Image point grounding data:
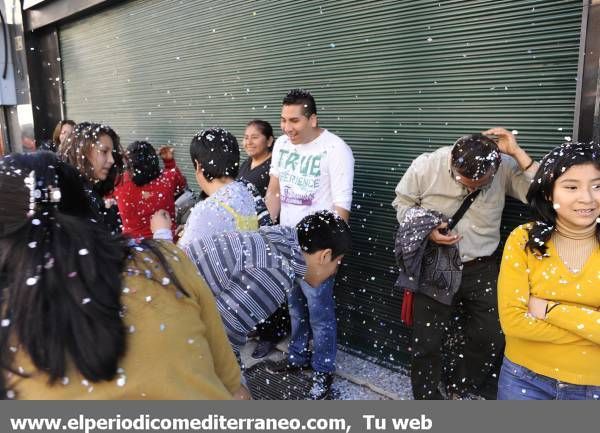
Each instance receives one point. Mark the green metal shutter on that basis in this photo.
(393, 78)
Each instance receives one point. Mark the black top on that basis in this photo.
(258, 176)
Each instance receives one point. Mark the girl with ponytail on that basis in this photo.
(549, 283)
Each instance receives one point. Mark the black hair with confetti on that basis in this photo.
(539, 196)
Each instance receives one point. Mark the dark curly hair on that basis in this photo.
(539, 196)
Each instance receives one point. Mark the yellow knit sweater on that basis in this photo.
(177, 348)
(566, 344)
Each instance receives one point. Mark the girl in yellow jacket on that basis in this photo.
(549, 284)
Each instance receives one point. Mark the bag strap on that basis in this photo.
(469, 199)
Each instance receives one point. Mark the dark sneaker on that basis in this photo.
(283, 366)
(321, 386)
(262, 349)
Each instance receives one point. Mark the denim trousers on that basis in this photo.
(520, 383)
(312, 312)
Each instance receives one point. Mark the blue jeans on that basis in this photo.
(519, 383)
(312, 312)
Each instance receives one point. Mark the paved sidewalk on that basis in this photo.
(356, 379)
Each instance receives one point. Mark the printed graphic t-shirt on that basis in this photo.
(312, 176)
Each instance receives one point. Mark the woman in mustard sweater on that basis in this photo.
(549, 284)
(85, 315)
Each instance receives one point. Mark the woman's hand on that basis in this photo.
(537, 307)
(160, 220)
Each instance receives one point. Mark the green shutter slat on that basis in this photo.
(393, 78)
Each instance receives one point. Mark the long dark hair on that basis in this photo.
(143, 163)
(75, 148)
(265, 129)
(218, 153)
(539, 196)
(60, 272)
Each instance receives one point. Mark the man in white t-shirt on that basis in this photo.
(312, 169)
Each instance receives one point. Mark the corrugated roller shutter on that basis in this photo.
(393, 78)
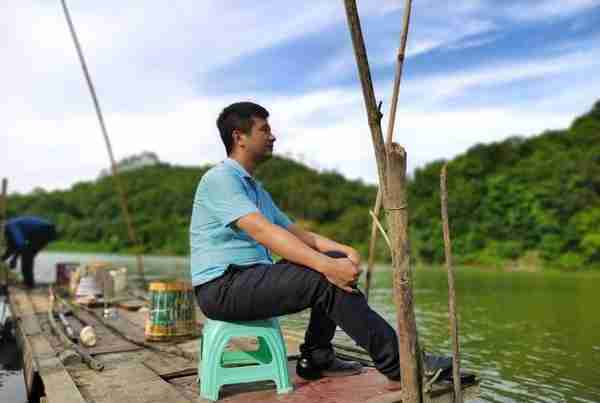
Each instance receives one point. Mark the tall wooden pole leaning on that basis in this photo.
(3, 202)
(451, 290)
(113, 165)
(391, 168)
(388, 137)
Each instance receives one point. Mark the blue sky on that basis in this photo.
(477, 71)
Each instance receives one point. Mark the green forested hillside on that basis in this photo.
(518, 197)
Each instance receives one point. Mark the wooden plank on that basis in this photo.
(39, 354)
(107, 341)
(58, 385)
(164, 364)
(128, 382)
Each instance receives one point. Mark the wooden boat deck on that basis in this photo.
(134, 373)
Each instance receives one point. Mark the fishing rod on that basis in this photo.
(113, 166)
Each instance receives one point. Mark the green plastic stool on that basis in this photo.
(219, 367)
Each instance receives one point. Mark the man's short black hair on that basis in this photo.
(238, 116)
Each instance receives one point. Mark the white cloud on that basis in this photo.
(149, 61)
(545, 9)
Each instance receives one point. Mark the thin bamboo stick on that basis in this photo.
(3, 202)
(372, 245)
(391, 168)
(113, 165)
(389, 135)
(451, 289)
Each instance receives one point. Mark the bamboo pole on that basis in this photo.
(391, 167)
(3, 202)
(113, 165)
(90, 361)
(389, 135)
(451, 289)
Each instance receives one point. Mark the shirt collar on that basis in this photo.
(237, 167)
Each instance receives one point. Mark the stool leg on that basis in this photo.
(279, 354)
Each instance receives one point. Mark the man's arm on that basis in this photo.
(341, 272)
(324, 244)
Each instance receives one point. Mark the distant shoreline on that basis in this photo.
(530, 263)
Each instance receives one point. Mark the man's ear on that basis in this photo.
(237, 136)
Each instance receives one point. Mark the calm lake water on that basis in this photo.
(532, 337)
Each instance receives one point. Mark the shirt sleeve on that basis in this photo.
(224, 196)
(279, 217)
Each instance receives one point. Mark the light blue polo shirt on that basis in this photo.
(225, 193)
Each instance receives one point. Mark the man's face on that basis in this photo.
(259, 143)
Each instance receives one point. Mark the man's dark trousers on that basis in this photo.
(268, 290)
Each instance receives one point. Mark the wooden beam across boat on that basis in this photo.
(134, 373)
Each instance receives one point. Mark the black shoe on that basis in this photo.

**Exercise aim**
The output consists solely of the lines from the line that contains "Each instance receives one point. Mark the man's face" through the final line of the data.

**Solution for this task**
Each instance receives one point. Mark the man's face on that basis in this photo.
(259, 143)
Each instance receives one point. Mark the man's dark trousers on that basis in this photo.
(268, 290)
Each instance receives one point. Mark the wooden beam across boat on that basis in this photo.
(134, 373)
Each instance receives one point. Mark the black shoe on that basis in this photo.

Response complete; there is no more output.